== Source passage ==

OpenAI and Broadcom have partnered to produce an LLM-optimized inference chip they have dubbed “the first AI accelerator in a multi-generation compute platform.”
The chip, named Jalapeño, was designed by OpenAI from the ground up using its understanding of LLM fundamentals. Broadcom helped industrialize the platform through chip implementation, and Celestica came in as the board, rack and system integration partner.
Testing is still ongoing, but OpenAI claims that Jalapeño will deliver better performance per watt than current chips can. At present, engineering samples of Jalapeño chips are running machine learning workloads in OpenAI’s lab and are reaching target frequency and power.
“The world is moving to a compute-powered economy,” Greg Brockman, President and Co-Founder of OpenAI, said in a press release. “Jalapeño is part of our long-term full-stack infrastructure strategy to make compute more abundant, resulting in AI which is faster, more reliable, more affordable for people and businesses, and can be used to solve more important problems. By designing more of the stack ourselves, we can serve more intelligence with greater efficiency and keep pushing advanced AI toward broader access.”

===

Work request 1:
According to the passage about the Jalapeño chip, which company served as the board, rack and system integration partner?
Work request 2:
Write the next part of the passage about the Jalapeño chip, beginning after its final sentence.

== Extracted information ==

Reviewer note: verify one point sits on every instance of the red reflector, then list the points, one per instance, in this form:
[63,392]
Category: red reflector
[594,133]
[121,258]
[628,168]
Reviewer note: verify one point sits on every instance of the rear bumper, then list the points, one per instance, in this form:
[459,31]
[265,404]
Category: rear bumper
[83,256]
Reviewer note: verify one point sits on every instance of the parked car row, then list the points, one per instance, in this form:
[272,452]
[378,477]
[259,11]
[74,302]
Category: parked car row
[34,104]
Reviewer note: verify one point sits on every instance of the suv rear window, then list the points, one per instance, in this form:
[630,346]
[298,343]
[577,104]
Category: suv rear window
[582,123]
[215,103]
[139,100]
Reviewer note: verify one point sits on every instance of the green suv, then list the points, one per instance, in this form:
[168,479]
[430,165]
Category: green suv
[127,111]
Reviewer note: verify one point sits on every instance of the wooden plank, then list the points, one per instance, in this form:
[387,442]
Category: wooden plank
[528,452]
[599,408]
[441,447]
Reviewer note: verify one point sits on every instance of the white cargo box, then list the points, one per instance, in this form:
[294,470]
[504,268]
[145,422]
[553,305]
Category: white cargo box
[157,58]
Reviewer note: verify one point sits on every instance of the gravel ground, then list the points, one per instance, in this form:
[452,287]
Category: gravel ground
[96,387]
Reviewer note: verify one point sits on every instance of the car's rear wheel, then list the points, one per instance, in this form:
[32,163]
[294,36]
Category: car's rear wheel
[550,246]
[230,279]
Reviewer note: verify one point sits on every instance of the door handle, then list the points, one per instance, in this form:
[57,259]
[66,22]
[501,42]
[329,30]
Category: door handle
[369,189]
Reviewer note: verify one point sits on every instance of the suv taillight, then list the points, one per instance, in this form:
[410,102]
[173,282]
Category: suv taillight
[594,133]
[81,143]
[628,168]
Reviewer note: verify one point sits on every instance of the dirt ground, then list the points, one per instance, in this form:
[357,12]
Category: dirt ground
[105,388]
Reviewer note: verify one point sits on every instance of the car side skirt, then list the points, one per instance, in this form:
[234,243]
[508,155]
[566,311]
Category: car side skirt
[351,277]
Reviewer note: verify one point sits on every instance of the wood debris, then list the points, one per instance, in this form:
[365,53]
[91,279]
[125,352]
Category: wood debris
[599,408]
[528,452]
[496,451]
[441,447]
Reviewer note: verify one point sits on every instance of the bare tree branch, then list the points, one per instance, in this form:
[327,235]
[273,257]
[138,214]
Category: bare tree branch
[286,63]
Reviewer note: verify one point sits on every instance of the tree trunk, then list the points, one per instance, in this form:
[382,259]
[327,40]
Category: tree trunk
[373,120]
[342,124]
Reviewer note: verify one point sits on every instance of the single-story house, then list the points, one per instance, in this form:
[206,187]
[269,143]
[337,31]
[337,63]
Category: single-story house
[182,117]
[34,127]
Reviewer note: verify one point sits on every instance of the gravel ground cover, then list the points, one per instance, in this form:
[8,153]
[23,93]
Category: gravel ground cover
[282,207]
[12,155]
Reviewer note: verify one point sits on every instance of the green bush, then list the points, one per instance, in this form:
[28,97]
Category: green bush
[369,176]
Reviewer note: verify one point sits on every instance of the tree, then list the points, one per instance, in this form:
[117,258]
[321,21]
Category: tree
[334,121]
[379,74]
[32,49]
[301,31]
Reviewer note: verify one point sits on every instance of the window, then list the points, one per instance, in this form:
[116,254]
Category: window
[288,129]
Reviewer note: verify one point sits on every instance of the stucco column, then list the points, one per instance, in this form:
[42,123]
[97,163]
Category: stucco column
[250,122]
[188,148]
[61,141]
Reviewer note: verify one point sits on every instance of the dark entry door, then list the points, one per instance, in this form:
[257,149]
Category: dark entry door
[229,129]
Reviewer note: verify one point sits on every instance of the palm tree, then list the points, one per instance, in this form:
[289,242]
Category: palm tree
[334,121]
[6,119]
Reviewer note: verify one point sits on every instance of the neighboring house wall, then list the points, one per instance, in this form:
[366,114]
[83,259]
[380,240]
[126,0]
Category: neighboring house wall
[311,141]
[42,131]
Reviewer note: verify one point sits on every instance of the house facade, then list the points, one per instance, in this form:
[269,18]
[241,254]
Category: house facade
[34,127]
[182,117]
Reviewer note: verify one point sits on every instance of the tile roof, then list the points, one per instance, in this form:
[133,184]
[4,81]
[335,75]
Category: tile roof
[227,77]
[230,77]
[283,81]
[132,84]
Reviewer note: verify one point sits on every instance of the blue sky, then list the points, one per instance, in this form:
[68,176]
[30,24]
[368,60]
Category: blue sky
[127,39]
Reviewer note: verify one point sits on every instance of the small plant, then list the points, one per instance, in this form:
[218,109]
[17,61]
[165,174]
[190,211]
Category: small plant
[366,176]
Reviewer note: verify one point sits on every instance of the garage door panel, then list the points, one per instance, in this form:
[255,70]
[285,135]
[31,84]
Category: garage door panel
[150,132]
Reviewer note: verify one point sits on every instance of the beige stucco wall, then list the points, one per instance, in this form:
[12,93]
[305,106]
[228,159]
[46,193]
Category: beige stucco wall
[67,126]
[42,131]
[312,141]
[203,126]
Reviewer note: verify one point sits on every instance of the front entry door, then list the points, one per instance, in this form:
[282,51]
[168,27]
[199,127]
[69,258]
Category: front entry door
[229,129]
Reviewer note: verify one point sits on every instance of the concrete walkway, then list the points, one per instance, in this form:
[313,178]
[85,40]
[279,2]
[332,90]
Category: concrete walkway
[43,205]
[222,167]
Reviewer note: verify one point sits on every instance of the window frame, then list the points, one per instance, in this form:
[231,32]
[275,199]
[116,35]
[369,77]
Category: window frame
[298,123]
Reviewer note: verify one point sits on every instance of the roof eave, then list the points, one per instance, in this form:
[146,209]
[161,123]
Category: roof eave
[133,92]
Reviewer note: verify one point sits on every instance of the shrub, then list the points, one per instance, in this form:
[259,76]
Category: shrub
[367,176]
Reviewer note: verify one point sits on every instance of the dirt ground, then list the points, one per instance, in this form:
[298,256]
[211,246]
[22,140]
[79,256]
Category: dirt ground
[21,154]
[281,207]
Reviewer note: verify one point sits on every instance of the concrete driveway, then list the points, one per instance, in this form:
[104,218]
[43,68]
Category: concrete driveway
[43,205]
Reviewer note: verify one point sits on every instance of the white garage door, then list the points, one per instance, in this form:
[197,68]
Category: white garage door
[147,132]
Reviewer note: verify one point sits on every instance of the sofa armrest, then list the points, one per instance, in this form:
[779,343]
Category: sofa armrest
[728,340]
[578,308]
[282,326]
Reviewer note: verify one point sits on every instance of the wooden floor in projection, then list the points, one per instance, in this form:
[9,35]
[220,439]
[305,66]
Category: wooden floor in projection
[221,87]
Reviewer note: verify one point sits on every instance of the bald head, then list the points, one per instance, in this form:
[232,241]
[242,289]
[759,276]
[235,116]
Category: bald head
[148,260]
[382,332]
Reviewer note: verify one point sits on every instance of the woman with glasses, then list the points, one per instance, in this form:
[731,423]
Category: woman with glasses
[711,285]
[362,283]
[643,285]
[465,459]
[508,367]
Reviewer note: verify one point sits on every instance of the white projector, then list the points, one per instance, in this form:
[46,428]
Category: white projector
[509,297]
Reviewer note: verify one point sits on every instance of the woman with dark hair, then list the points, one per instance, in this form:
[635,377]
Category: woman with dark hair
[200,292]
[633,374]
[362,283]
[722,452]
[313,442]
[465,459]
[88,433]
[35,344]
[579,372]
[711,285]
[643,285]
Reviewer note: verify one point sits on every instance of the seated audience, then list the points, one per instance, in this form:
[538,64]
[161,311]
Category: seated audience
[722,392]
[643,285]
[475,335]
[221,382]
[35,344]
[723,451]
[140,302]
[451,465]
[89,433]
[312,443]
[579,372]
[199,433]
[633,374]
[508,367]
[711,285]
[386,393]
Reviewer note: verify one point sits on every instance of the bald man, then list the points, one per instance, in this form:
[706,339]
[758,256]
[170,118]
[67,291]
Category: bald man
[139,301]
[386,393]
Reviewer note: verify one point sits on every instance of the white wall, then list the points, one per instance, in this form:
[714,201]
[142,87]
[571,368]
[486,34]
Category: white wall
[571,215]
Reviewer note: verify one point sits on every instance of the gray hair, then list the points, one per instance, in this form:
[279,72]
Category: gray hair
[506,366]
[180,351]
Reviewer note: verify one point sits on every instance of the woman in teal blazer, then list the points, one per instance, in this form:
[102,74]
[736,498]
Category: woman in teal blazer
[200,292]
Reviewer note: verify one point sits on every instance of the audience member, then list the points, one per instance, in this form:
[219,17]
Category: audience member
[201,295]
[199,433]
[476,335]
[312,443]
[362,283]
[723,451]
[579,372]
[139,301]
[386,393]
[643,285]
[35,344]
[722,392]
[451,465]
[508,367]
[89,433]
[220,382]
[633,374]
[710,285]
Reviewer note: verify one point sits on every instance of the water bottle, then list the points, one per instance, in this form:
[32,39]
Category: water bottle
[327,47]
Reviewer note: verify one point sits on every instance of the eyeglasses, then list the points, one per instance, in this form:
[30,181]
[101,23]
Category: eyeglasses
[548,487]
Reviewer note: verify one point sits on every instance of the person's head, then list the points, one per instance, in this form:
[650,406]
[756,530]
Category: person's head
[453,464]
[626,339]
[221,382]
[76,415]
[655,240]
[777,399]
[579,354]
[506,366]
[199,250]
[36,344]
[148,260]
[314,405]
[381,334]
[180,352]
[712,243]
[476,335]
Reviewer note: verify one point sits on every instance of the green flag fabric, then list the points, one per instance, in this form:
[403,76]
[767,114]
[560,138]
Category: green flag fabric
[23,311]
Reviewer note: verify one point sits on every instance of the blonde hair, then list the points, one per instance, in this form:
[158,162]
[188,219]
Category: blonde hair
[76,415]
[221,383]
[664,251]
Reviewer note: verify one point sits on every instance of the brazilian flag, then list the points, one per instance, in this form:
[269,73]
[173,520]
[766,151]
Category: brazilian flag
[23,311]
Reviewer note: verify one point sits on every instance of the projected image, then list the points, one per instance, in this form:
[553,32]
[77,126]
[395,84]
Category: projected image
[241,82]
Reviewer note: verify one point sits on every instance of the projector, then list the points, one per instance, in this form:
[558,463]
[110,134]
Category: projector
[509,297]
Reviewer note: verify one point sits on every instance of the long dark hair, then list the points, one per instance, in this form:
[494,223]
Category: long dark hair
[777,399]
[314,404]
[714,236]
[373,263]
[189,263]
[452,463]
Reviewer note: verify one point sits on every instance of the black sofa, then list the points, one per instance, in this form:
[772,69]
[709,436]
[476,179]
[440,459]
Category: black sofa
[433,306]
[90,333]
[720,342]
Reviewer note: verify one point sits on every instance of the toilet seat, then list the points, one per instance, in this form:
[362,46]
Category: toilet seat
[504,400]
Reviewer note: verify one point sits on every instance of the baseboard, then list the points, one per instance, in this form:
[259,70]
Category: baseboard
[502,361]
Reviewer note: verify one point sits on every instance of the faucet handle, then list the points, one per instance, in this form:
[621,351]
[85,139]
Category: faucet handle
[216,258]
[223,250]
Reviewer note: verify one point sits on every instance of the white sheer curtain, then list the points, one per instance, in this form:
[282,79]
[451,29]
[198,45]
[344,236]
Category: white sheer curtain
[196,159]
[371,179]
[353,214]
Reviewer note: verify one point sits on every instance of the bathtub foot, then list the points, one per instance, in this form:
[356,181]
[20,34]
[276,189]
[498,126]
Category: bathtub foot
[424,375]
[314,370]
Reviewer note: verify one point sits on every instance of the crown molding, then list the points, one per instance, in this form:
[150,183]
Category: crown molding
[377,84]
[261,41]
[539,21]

===

Response box 1:
Celestica

Response box 2:
“Our collaboration with OpenAI represents a fundamental commitment to scaling the physical infrastructure required for the next decade of AI,” Hock Tan, President and CEO of Broadcom, added. “This is just the beginning of a multi-generation roadmap. By co-developing our industry-leading silicon directly with OpenAI, we are enabling the deployment of gigawatt scale data centers with Microsoft and other partners beginning in 2026.”
The firms claim that it took just nine months to go from initial design to manufacturing tape-out. This process was helped along by OpenAI’s AI models, which were used to accelerate parts of the design and optimization process.
“Jalapeño was designed from the ground up for LLM inference using detailed insights from our close collaboration with OpenAI researchers,” said Richard Ho, who leads OpenAI’s hardware program. “We optimized the architecture around the kernels, memory movement, networking, and serving patterns that matter most for frontier AI models. Based on early testing, Jalapeño will efficiently execute our most important workloads close to the hardware’s theoretical limits.”
The aim is to speed up inference tasks, whether that be delivering answers more quickly in ChatGPT or completing a Codex task more efficiently. This, OpenAI says, can be accomplished more effectively when it controls the full stack from chips to frontier models.
Initial deployment of Jalapeño chips in gigawatt-scale data centers is planned for the end of 2026 with a view to expanding availability in the coming years. Whether Jalapeño can compete with the likes of NVIDIA’s GB300 NVL72 remains to be seen.